((

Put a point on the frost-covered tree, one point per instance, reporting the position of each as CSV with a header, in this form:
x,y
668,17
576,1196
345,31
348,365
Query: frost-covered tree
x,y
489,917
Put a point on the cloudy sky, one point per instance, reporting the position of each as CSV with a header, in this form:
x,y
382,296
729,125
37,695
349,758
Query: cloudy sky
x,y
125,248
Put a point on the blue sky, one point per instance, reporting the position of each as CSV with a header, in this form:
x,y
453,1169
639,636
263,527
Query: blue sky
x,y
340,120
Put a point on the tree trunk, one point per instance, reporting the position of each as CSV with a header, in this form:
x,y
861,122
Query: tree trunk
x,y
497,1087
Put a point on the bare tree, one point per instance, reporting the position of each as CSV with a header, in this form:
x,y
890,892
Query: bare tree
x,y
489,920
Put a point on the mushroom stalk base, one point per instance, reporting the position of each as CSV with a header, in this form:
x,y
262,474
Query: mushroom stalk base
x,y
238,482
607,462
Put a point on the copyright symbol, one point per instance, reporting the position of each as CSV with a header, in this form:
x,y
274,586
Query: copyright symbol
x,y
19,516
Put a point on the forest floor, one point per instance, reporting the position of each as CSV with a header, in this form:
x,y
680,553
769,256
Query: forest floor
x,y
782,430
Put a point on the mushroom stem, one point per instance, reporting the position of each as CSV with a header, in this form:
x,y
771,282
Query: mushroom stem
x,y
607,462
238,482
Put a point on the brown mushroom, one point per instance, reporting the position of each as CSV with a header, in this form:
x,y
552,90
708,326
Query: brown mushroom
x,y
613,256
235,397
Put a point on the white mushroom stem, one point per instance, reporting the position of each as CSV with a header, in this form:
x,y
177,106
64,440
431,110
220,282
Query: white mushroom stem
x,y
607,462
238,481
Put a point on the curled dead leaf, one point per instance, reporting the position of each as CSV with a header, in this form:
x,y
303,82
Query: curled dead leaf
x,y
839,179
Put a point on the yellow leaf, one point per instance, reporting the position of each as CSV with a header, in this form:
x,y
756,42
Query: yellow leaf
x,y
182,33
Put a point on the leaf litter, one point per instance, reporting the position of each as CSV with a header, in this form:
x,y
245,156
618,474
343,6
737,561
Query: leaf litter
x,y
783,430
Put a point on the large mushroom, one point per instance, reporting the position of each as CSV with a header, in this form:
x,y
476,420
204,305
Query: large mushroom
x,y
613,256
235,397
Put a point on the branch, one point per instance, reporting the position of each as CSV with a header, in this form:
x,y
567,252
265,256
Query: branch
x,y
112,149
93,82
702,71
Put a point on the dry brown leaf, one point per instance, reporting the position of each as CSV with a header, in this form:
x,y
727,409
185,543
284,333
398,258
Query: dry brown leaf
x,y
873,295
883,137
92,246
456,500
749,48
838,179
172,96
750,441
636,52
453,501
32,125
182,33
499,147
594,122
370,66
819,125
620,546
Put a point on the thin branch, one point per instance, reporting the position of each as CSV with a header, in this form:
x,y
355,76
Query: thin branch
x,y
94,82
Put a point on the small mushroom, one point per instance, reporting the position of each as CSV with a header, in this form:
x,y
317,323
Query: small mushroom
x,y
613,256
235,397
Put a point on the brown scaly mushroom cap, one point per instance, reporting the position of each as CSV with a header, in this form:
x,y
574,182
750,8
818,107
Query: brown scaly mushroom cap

))

• [Exercise details]:
Could you repeat all of the material above exactly?

• [Task answer]:
Put a point on the frost-covered tree, one point per instance, reporting the position of each as CSV with a header, in this form:
x,y
668,17
576,1196
345,31
348,365
Query: frost-covered tree
x,y
489,917
Put a point on the cloudy sky, one point per instance, reporting the position of each as CSV with a header, in this form:
x,y
382,296
729,125
37,695
349,758
Query: cloudy sky
x,y
125,248
Put a point on the blue sky, one point per instance, reporting the position of each as CSV with a header, in this form:
x,y
453,1169
639,636
263,527
Query: blue sky
x,y
340,120
Put a point on the tree trunk, one point per instance, reporting the position of each as CSV with a header, in this form:
x,y
861,122
Query: tree trunk
x,y
497,1087
Put a point on the bare tree, one point per instance, reporting the position of each as CSV with a header, in this form:
x,y
890,892
Query: bare tree
x,y
489,920
Put a point on the mushroom stalk base, one point per instance, reporting the position of each as CSV with a header, in this form:
x,y
262,474
Query: mushroom stalk base
x,y
238,482
607,462
Put a point on the copyright symbol, one point per instance, reporting the position of each as CSV with a header, in this form:
x,y
274,586
Query: copyright symbol
x,y
19,516
Put a point on the forest floor, one point per instance, reporting the position of each as CSV with a header, in this form:
x,y
680,553
769,256
Query: forest floor
x,y
782,430
Put a point on the mushroom stem, one point per instance, reporting the position of each as CSV with a header, in this form:
x,y
771,282
Query: mushroom stem
x,y
607,462
238,482
Put a point on the brown mushroom, one point per instance, reporting the position of each as CSV with a header, in this form:
x,y
552,90
708,326
Query: brown mushroom
x,y
613,256
235,397
Put a point on the white mushroom stem, one point per instance, reporting the position of each as CSV with a header, in this form:
x,y
177,106
64,440
431,110
220,282
Query: white mushroom stem
x,y
607,462
238,481
Put a point on the curled dead leaf, one point per instance, reporting the position of each as CSV with a header, in this form:
x,y
303,82
Query: curled dead leaf
x,y
839,179
Put a point on the yellow leaf, one point per instance, reporting the position of each as CSV with a header, in this form:
x,y
756,42
Query: yellow leaf
x,y
182,33
Put a point on the leaf litter, one point per instance, reporting the position of each as CSV with a header, in this form:
x,y
245,156
618,474
343,6
737,561
Query: leaf litter
x,y
783,430
Put a point on the large mushroom, one point per instance, reporting the position of each as CSV with a header, in this form:
x,y
476,420
204,305
Query: large mushroom
x,y
613,256
235,397
Put a point on the branch, one point per instance, reporting the position of each as CSV with a header, in this form:
x,y
567,252
265,256
Query: branch
x,y
112,149
93,82
702,71
Put a point on the dry brown leaf, one point per instance, reporting the position of each as CSV with a header, in this form:
x,y
727,409
185,543
284,333
398,258
Query: dry brown leaf
x,y
873,295
883,137
92,246
456,500
749,48
838,179
172,96
750,441
636,52
453,501
32,125
182,33
499,147
594,122
370,66
819,125
620,546
Put a point on the thin branch, one point per instance, reporting the position of each as CSV with a header, in this form:
x,y
355,76
Query: thin branch
x,y
94,82
Put a point on the small mushroom, one point per instance, reporting the position of each as CSV with a header, in this form:
x,y
317,323
Query: small mushroom
x,y
613,256
235,397
Put a point on the brown scaly mushroom cap, one point per instance, reporting the position of each as CSV with a header, in this form:
x,y
574,182
750,8
818,107
Query: brown scaly mushroom cap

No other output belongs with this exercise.